**Data provided**
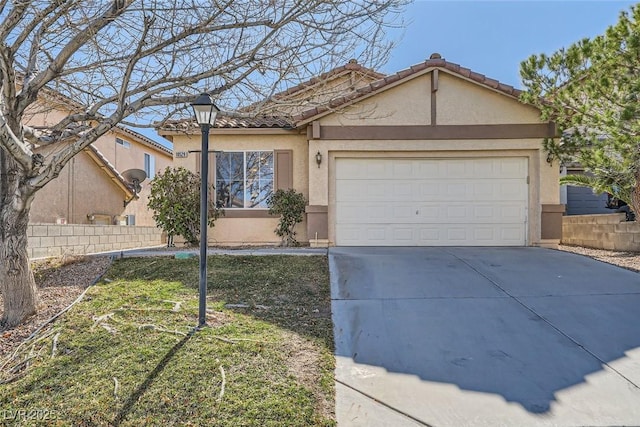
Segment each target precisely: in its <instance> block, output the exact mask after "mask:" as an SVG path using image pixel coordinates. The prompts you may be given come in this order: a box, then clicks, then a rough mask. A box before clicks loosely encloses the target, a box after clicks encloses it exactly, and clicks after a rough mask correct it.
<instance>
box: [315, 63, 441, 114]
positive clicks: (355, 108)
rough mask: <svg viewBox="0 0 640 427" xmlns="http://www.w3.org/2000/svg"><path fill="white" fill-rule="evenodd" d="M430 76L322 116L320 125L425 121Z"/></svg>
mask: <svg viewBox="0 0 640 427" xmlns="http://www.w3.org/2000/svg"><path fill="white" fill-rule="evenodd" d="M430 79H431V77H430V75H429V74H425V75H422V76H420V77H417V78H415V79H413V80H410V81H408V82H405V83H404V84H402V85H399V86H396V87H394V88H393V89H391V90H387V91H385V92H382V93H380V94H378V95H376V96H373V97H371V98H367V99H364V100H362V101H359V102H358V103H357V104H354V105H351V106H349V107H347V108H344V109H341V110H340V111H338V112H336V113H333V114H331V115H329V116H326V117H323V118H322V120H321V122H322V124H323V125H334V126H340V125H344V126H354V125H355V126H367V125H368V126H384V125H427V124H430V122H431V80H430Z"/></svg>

**Exercise instructions**
Only lines of the material that contain the word "clicks" belong in the answer; copy each one.

**Answer below**
Segment each target precisely: in its <instance> block, output the exact mask after "mask:" as an SVG path using image pixel coordinates. The prompts you may be given come in this order: a box, then clicks, then a rough mask. A box before clicks loosely encloses the target, a box after clicks encloses it exactly, and clicks after a rough mask correct it.
positive clicks: (355, 108)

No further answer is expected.